Records from a point labeling set:
:::

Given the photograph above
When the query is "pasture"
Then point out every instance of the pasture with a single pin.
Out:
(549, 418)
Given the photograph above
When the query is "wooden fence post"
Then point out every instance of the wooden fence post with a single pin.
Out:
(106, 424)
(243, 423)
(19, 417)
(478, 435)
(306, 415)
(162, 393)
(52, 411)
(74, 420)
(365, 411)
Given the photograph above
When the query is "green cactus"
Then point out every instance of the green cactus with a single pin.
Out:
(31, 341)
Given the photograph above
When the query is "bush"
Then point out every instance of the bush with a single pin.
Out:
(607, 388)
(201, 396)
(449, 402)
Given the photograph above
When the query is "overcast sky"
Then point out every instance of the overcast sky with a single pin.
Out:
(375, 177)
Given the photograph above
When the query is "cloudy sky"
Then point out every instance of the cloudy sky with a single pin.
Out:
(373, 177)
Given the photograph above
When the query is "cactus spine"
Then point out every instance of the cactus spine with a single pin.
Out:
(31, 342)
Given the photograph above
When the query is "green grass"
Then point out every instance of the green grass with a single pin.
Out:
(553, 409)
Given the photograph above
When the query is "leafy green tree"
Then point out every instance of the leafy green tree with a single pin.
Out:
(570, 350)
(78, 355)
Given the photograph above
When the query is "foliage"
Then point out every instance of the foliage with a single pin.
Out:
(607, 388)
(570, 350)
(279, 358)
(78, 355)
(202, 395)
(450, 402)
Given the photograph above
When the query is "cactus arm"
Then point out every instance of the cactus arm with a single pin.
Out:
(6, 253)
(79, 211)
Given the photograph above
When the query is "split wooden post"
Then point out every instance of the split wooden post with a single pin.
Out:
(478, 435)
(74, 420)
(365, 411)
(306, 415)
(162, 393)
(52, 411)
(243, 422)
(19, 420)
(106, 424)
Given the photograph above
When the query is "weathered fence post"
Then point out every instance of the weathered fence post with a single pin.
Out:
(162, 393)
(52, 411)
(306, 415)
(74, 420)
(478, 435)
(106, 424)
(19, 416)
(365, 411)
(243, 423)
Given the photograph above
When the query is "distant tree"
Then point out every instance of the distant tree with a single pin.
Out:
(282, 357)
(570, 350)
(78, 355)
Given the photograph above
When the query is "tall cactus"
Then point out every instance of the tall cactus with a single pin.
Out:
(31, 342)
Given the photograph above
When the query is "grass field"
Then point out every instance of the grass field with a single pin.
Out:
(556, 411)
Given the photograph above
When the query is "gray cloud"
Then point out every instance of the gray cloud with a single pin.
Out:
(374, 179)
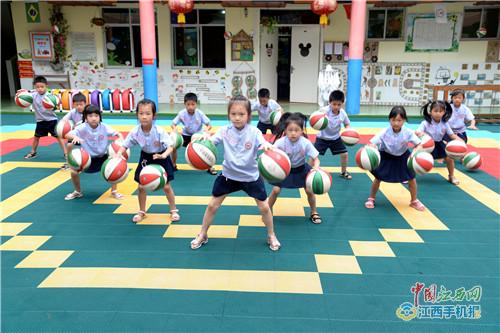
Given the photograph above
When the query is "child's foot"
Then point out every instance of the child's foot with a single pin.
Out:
(346, 175)
(453, 180)
(30, 155)
(117, 195)
(417, 205)
(73, 195)
(139, 216)
(198, 242)
(174, 215)
(274, 243)
(315, 218)
(370, 203)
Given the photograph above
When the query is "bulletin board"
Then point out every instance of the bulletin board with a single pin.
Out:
(426, 34)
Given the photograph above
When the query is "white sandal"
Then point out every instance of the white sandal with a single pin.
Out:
(139, 216)
(174, 215)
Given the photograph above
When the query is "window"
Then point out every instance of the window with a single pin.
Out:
(476, 18)
(200, 42)
(385, 24)
(122, 37)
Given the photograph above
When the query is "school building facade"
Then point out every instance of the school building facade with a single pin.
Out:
(236, 47)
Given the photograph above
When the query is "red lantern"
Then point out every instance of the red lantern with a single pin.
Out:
(180, 7)
(323, 8)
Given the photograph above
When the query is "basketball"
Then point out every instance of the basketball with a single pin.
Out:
(472, 160)
(115, 170)
(318, 120)
(350, 137)
(115, 146)
(201, 154)
(153, 177)
(24, 99)
(176, 139)
(427, 143)
(50, 102)
(274, 165)
(368, 158)
(420, 162)
(318, 181)
(456, 149)
(79, 159)
(275, 117)
(63, 127)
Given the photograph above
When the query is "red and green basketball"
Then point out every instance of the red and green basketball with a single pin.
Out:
(274, 165)
(318, 120)
(79, 159)
(368, 158)
(318, 181)
(115, 170)
(201, 154)
(472, 160)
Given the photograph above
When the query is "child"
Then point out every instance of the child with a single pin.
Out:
(239, 169)
(193, 120)
(330, 136)
(296, 145)
(76, 114)
(46, 120)
(436, 115)
(156, 147)
(460, 115)
(92, 135)
(393, 145)
(264, 107)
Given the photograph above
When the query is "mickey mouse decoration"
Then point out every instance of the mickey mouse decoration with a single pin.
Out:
(304, 50)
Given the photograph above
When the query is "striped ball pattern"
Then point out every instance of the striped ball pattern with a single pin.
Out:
(79, 159)
(368, 158)
(456, 149)
(23, 98)
(63, 127)
(318, 181)
(115, 170)
(420, 162)
(350, 137)
(177, 139)
(274, 165)
(318, 120)
(153, 177)
(201, 154)
(472, 160)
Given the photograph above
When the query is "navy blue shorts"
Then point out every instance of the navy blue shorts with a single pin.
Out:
(336, 146)
(147, 158)
(264, 127)
(223, 186)
(44, 127)
(96, 163)
(393, 169)
(296, 178)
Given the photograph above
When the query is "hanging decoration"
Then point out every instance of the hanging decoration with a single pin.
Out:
(323, 8)
(181, 7)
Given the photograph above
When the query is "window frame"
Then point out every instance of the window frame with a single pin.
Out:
(199, 31)
(403, 24)
(130, 25)
(482, 8)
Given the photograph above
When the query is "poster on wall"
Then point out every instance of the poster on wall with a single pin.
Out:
(426, 34)
(41, 45)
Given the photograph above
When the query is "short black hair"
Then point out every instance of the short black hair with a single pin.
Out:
(190, 97)
(337, 95)
(79, 97)
(39, 79)
(398, 110)
(264, 93)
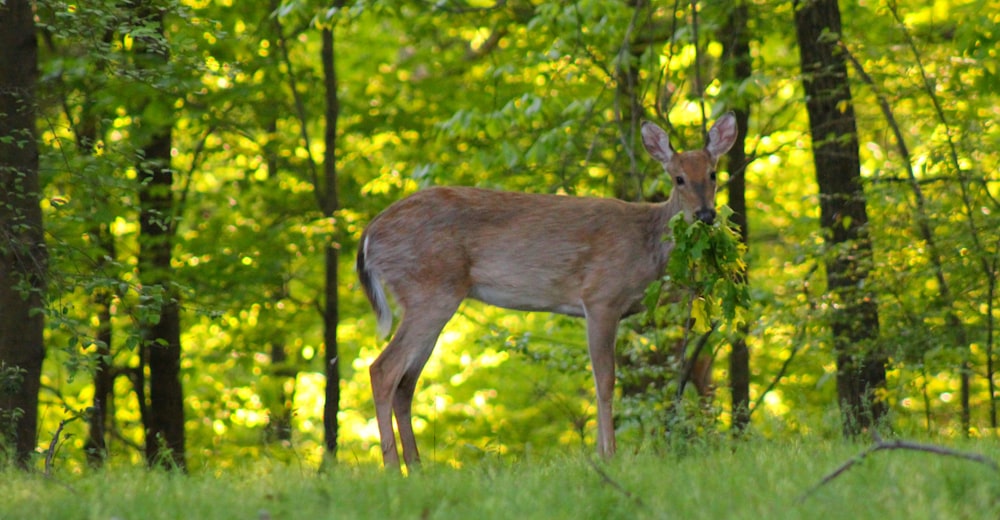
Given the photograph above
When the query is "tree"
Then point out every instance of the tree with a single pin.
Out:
(161, 345)
(843, 214)
(23, 256)
(735, 36)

:::

§ **Goal**: Reproduce each entry precisely. Leave the pictures out.

§ **Correct response**:
Given the photograph above
When the query is "pasture"
Then point out every instance of the pasture with a single pin.
Out:
(549, 418)
Given the photograph above
When the query is "wooden fence post"
Then point out every instance of the wooden fence post with a single pin.
Out:
(106, 424)
(243, 423)
(19, 417)
(478, 435)
(306, 415)
(162, 393)
(52, 411)
(74, 420)
(365, 411)
Given the photograph above
When the query is "green cactus"
Then point out every instance of the green cactus with a single pin.
Out:
(31, 341)
Given the photograph above
When the query is "bush"
Then point out every instance of the bush with a single pin.
Out:
(607, 388)
(201, 396)
(449, 402)
Given the photograph above
When the query is "overcast sky"
Then point out every instance of the overcast sky with a single pin.
Out:
(375, 177)
Given the photograph above
When the query is "cloudy sky"
Then point out every instance of the cloudy sky with a single pin.
Out:
(373, 177)
Given the photograph above
When the query is "cactus spine"
Then point out every instance of the cactus spine with a single pin.
Out:
(31, 342)
Given the photograph above
When the query is "green grass"
Then point out every instance of the green grass with a single pin.
Out:
(553, 409)
Given the photograph above
When the query is "leafy green tree"
Then point out every instance of the leafy green tree with a single pin.
Out:
(570, 350)
(78, 355)
Given the photograph above
When the query is "foliage"
Then point out every instance of the foliage with a single pin.
Out:
(607, 388)
(570, 350)
(279, 358)
(78, 355)
(202, 395)
(450, 402)
Given the photograph above
When the query is "cactus arm"
Then point out every instance of the cactus arm with a single pin.
Out:
(6, 253)
(79, 211)
Given the photograph above
When the query is "split wooden post"
Then point out every instance of the split wooden post with a single pin.
Out:
(478, 435)
(74, 420)
(365, 411)
(306, 415)
(162, 393)
(52, 411)
(243, 422)
(19, 420)
(106, 424)
Given the photograph above
When the query is "weathered fence post"
Then point out every instance of the weathered fence post with a single pin.
Out:
(162, 393)
(52, 411)
(306, 415)
(74, 420)
(478, 435)
(106, 424)
(19, 416)
(365, 411)
(243, 423)
Given the photograph above
When the query is "distant tree"
Then point out every instance of the distant tree with a single pin.
Out:
(282, 357)
(570, 350)
(78, 355)
Given the photograph above
When the query is "tall cactus"
Then point out every instance of the tall cactus with a single pin.
Out:
(31, 342)
Given the photograph above
When the query is "grass field"
Then point out every instance of the grass field with a single pin.
Out:
(556, 411)
Given the photograph above
When the query is "gray cloud"
Then point out every instance of the gray cloud with a single pin.
Out:
(374, 179)
Given the photograph above
When the query is "child's foot"
Then point out every instance of the child's foot with a single pin.
Out:
(346, 175)
(453, 180)
(30, 155)
(117, 195)
(417, 205)
(73, 195)
(139, 216)
(198, 242)
(174, 215)
(274, 243)
(315, 218)
(370, 203)
Given the photograph above
When the query is "bulletin board"
Then point out every instance of the bulletin board with a single pin.
Out:
(426, 34)
Given the photograph above
When the query is "white sandal"
Then point out every instance of the white sandal with a single pin.
Out:
(139, 216)
(174, 215)
Given the photograph above
When the query is "window"
Then point out every instance of the window with a single pin.
Out:
(476, 18)
(200, 42)
(385, 24)
(122, 37)
Given the photograph above
When the query is "school building facade"
Then point out every instance of the school building facade with a single pin.
Out:
(236, 47)
Given the photograph above
When the query is "red lantern"
Then point out every instance of the red lantern with a single pin.
Out:
(180, 7)
(323, 8)
Given the photograph above
When the query is "basketball"
Then point out every instance of the basketball with a single pin.
Out:
(472, 160)
(115, 170)
(318, 120)
(350, 137)
(115, 146)
(201, 154)
(153, 177)
(24, 99)
(176, 139)
(427, 143)
(50, 102)
(274, 165)
(368, 158)
(420, 162)
(318, 181)
(456, 149)
(79, 159)
(275, 117)
(63, 127)
Given the photograph above
When the query is "red and green basketball"
Then point out every instance of the red and green basketball with a single pin.
Out:
(274, 165)
(318, 120)
(79, 159)
(368, 158)
(318, 181)
(115, 170)
(201, 154)
(472, 160)
Given the photograph above
When the query is "child"
Then point out every instance of the child with a single pin.
Out:
(239, 169)
(193, 120)
(330, 136)
(296, 145)
(76, 114)
(46, 120)
(436, 115)
(156, 147)
(460, 115)
(92, 135)
(393, 145)
(264, 107)
Given the photograph above
When the query is "mickey mouse decoration"
Then point out every instance of the mickey mouse decoration with a single pin.
Out:
(304, 50)
Given the photograph above
When the query is "striped ball pattern"
Then point out every instance of the striped ball pattern with a single pin.
Out:
(79, 159)
(368, 158)
(456, 149)
(23, 98)
(63, 127)
(318, 181)
(115, 170)
(420, 162)
(350, 137)
(177, 139)
(274, 165)
(318, 120)
(153, 177)
(201, 154)
(472, 160)
Given the photograph above
When the query is "navy blue shorts"
Then point out every instance of the navy blue shorts with a single pin.
Out:
(336, 146)
(147, 158)
(264, 127)
(223, 186)
(44, 127)
(96, 163)
(393, 169)
(296, 178)
Given the photograph above
When the query is "hanging decoration"
Then point out every instance of the hanging decoration with a single pin.
Out:
(323, 8)
(181, 7)
Given the photograph above
When the query is "window frame"
Then point out every instance of the window frame with a single pin.
Out:
(199, 31)
(403, 24)
(130, 25)
(482, 8)
Given the photograph above
When the query is "poster on wall"
Then point out every instance of the poster on wall with a single pin.
Out:
(426, 34)
(41, 45)
Given the photograph above
When the query is "short black hair"
Then point out every instance of the short black hair with a single pin.
Out:
(190, 97)
(337, 95)
(79, 97)
(39, 79)
(398, 110)
(264, 93)
Given the photograph above
When the query is "tree"
Then point out every instance of the tree with a single pin.
Out:
(161, 345)
(843, 214)
(23, 256)
(735, 36)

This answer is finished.